--- REQUIRED WORK ---
Write out, word for word, the stretch of the forum thread that begins with the words "This has been" and ends with "just so beautiful.".
***** DOCUMENT *****
# Hey fellow artists!



## Tom (Jan 28, 2015)

This has been going around Tumblr for the last few months.

I love this, and every time I see it I click the link. It's helped me a lot with drawing faces. 

The diversity of humanity is just so beautiful.


----------



## Caged Maiden (Jan 28, 2015)

you know what I do... I look at pictures of people, sometimes random images, and I give them character and personality and see where my mind takes me in creating characters.  

It's weird to think each face might mean something different and the thoughts that enter our minds as writers may be as far from the truth as ever, but it inspires me anyways.  Thanks for posting that.  I've sometimes been stuck with stories, not sure who my characters even re and I've found that putting a real face to them (or body, or clothes, or even a silhouette in a window) gives me a clearer creative perspective and I sometimes fly past my block and the writing just comes more naturally.  Maybe I'm unusual in that respect, but it works for me.


----------



## Jabrosky (Jan 28, 2015)
***** DATA LINES *****
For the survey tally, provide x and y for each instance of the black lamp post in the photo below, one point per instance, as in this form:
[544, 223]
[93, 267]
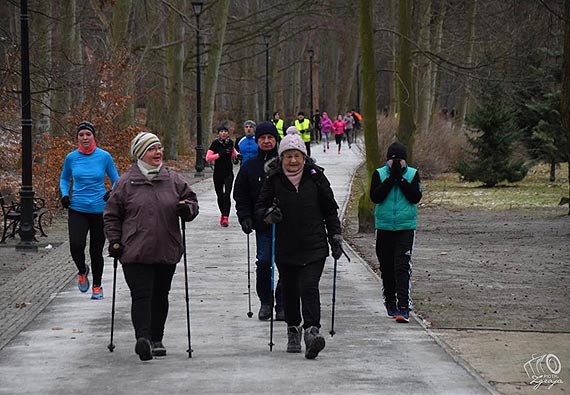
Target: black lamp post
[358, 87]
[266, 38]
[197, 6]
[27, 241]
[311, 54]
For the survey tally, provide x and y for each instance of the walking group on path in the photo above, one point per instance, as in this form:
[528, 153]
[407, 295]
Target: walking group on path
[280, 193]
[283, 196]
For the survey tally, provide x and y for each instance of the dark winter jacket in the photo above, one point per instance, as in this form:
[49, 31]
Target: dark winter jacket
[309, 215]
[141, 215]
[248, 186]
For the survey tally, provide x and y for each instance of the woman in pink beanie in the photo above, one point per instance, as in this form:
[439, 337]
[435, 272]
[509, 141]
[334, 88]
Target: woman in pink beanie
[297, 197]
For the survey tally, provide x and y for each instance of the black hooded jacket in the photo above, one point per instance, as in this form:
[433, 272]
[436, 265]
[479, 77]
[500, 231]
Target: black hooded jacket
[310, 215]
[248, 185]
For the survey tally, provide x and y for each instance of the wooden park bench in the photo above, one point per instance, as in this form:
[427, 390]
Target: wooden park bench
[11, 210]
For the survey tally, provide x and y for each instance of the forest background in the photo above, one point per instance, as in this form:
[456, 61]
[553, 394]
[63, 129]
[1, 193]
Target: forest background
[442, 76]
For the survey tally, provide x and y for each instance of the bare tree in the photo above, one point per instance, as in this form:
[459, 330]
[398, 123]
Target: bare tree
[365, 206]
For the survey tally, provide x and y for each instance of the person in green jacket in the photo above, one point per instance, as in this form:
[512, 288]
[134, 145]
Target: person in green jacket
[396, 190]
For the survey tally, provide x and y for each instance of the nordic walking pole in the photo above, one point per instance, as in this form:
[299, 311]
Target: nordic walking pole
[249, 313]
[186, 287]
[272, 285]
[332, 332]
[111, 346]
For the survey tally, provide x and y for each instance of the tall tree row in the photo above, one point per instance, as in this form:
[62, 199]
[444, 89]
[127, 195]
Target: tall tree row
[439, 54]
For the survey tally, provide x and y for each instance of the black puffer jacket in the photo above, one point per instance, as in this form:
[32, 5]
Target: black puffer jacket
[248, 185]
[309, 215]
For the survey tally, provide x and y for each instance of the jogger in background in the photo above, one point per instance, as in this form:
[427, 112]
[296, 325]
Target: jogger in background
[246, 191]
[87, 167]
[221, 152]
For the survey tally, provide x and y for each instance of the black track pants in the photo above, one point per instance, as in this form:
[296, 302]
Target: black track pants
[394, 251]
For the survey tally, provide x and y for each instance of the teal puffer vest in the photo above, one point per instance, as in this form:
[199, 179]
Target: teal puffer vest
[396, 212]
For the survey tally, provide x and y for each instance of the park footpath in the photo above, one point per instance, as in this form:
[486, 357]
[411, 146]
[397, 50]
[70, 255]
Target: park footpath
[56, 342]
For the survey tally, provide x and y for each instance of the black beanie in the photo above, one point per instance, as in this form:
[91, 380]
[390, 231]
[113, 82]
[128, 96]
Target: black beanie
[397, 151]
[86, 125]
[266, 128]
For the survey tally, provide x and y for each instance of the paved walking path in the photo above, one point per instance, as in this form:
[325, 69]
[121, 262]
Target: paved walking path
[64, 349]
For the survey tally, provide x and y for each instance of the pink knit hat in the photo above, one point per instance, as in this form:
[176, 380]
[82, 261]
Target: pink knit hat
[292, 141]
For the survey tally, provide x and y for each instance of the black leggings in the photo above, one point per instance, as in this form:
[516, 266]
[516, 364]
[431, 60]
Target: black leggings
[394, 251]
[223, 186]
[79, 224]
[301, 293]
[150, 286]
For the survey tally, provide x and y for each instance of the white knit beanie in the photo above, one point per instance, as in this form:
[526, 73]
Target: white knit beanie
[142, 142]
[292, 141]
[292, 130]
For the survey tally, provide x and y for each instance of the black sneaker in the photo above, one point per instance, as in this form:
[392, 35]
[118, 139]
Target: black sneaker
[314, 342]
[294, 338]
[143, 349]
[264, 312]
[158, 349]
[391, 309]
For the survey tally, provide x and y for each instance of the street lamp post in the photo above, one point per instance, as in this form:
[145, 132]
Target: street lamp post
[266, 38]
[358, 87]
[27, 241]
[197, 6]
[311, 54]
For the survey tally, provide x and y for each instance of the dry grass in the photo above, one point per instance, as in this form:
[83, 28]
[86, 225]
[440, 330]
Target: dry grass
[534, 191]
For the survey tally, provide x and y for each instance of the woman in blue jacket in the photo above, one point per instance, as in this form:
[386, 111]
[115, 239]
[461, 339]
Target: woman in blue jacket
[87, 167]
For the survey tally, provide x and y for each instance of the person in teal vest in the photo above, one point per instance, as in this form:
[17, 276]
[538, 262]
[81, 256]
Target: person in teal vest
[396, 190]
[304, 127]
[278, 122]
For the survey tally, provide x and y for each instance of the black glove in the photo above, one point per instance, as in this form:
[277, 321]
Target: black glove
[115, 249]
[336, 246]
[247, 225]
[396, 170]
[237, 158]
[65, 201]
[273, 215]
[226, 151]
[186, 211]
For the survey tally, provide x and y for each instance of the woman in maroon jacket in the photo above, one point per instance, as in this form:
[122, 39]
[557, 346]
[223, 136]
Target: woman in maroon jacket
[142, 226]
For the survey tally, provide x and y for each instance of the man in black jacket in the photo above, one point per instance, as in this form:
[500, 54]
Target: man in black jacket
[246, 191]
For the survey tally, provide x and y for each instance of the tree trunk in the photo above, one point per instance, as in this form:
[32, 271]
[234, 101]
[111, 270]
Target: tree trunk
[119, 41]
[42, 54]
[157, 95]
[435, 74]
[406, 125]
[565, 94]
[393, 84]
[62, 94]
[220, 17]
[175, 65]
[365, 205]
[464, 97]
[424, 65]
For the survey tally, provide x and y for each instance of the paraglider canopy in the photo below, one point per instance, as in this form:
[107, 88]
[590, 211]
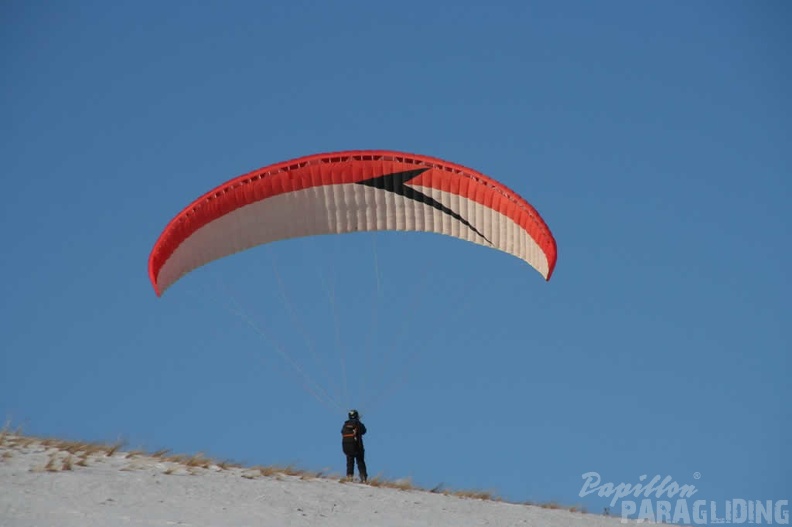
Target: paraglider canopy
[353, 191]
*****
--- FINISHED ANSWER ---
This has been going around Tumblr for the last few months.

I love this, and every time I see it I click the link. It's helped me a lot with drawing faces. 

The diversity of humanity is just so beautiful.